--- Task details ---
Please rewrite all the material below with every "Provide" changed to "Give" and nothing else altered. Omit the pictures from your version.

++++++

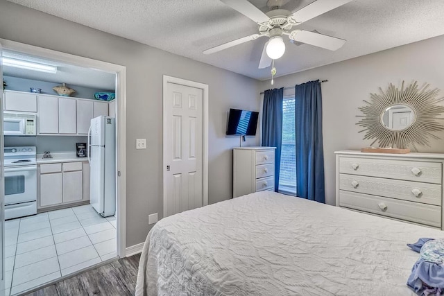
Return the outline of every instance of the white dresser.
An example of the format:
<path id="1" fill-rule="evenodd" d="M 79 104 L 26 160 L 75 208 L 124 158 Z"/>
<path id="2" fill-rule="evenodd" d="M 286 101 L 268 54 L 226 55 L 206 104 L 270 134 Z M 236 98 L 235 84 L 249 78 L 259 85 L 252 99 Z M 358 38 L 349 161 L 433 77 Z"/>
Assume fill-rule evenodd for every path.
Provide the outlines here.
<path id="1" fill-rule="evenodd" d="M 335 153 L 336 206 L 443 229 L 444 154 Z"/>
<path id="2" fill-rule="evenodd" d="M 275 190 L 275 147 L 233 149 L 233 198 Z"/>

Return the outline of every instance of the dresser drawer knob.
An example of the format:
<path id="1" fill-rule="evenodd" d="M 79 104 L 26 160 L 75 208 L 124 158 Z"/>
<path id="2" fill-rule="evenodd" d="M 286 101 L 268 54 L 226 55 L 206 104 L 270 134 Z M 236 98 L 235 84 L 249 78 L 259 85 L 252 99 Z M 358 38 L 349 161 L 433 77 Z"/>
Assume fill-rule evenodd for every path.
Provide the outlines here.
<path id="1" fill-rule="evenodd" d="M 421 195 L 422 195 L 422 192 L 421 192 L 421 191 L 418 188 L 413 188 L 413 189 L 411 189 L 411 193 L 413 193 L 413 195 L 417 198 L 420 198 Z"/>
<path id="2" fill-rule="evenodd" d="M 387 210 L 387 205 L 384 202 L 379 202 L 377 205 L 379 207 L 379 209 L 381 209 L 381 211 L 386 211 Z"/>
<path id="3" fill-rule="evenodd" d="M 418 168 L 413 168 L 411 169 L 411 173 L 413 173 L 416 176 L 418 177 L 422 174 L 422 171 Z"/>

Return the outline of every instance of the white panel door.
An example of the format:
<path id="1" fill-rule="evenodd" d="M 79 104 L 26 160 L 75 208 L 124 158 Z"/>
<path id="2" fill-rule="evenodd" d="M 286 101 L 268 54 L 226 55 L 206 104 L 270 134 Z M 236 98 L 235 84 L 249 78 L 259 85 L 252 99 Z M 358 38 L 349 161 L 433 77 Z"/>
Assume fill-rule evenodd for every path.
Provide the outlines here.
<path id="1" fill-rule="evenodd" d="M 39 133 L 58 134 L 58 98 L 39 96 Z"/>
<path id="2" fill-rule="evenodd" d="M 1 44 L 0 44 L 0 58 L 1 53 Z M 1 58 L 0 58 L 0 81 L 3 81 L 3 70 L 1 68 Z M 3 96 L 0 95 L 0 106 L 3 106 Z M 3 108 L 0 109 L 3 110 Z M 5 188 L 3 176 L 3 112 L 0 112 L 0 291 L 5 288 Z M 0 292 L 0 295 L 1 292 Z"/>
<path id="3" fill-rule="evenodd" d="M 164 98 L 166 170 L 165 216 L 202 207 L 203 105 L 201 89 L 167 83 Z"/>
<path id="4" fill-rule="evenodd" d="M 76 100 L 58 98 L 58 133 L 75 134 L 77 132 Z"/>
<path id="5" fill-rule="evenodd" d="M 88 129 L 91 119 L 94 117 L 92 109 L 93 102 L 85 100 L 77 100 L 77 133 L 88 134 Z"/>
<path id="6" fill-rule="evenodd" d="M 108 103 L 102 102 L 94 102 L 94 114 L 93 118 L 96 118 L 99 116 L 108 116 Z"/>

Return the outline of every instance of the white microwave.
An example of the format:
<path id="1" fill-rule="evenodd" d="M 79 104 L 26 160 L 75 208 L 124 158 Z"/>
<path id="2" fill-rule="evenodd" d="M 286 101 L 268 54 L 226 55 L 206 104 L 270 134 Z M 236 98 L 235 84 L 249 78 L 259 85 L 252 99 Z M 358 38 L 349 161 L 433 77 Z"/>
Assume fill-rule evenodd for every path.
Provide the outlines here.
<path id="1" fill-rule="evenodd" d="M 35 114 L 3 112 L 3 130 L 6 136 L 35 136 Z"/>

++++++

--- The answer ---
Return the outline of every instance of the white dresser.
An example of the format:
<path id="1" fill-rule="evenodd" d="M 79 104 L 26 160 L 75 208 L 124 158 Z"/>
<path id="2" fill-rule="evenodd" d="M 286 101 L 268 54 L 226 55 L 206 104 L 270 134 Z M 236 98 L 235 84 L 249 78 L 259 85 L 252 99 Z M 358 38 L 349 161 L 433 77 Z"/>
Assume fill-rule evenodd for every path.
Give the outlines here.
<path id="1" fill-rule="evenodd" d="M 335 153 L 336 206 L 443 229 L 444 154 Z"/>
<path id="2" fill-rule="evenodd" d="M 275 190 L 275 147 L 233 149 L 233 198 Z"/>

Return the outline of every instance of the dresser drawer knob.
An example of the format:
<path id="1" fill-rule="evenodd" d="M 79 104 L 26 160 L 75 208 L 124 158 Z"/>
<path id="2" fill-rule="evenodd" d="M 286 101 L 268 54 L 226 55 L 206 104 L 270 134 Z M 236 98 L 235 84 L 249 78 L 259 85 L 252 99 Z M 358 38 L 349 161 L 433 77 Z"/>
Assume fill-rule evenodd for every path.
Give the outlines here.
<path id="1" fill-rule="evenodd" d="M 421 195 L 422 195 L 422 192 L 421 192 L 421 191 L 418 188 L 413 188 L 413 189 L 411 189 L 411 193 L 413 193 L 413 195 L 417 198 L 420 198 Z"/>
<path id="2" fill-rule="evenodd" d="M 387 210 L 387 205 L 384 202 L 379 202 L 377 205 L 379 207 L 379 209 L 381 209 L 381 211 L 386 211 Z"/>
<path id="3" fill-rule="evenodd" d="M 418 168 L 413 168 L 411 169 L 411 173 L 413 173 L 416 176 L 418 177 L 422 174 L 422 171 Z"/>

Return the outline of every instance of the white panel door.
An example of the format:
<path id="1" fill-rule="evenodd" d="M 79 104 L 26 160 L 75 208 L 124 158 Z"/>
<path id="2" fill-rule="evenodd" d="M 286 101 L 268 54 L 226 55 L 206 104 L 270 134 Z M 236 98 L 235 84 L 249 78 L 259 85 L 252 99 Z M 358 38 L 349 161 L 433 77 Z"/>
Assume fill-rule evenodd for every path.
Give the outlines here.
<path id="1" fill-rule="evenodd" d="M 39 133 L 58 134 L 58 98 L 39 96 Z"/>
<path id="2" fill-rule="evenodd" d="M 1 44 L 0 44 L 0 58 L 1 53 Z M 1 58 L 0 58 L 0 81 L 3 81 L 3 70 L 1 68 Z M 3 96 L 0 95 L 0 106 L 3 106 Z M 3 108 L 0 109 L 3 110 Z M 5 188 L 3 176 L 3 112 L 0 112 L 0 291 L 5 288 Z M 0 292 L 0 295 L 1 292 Z"/>
<path id="3" fill-rule="evenodd" d="M 164 98 L 166 170 L 165 216 L 202 207 L 203 105 L 201 89 L 167 83 Z"/>
<path id="4" fill-rule="evenodd" d="M 76 100 L 58 98 L 58 133 L 75 134 L 77 132 Z"/>
<path id="5" fill-rule="evenodd" d="M 88 129 L 91 119 L 94 117 L 92 109 L 93 102 L 85 100 L 77 100 L 77 133 L 88 134 Z"/>
<path id="6" fill-rule="evenodd" d="M 108 103 L 102 102 L 94 102 L 94 114 L 93 118 L 96 118 L 99 116 L 108 116 Z"/>

Return the outline of every instance of the white microwave.
An example of the format:
<path id="1" fill-rule="evenodd" d="M 79 104 L 26 160 L 75 208 L 124 158 Z"/>
<path id="2" fill-rule="evenodd" d="M 286 101 L 268 54 L 226 55 L 206 104 L 270 134 Z M 236 98 L 235 84 L 249 78 L 259 85 L 252 99 Z M 358 38 L 349 161 L 433 77 Z"/>
Assume fill-rule evenodd for every path.
Give the outlines here.
<path id="1" fill-rule="evenodd" d="M 35 114 L 3 112 L 3 130 L 6 136 L 35 136 Z"/>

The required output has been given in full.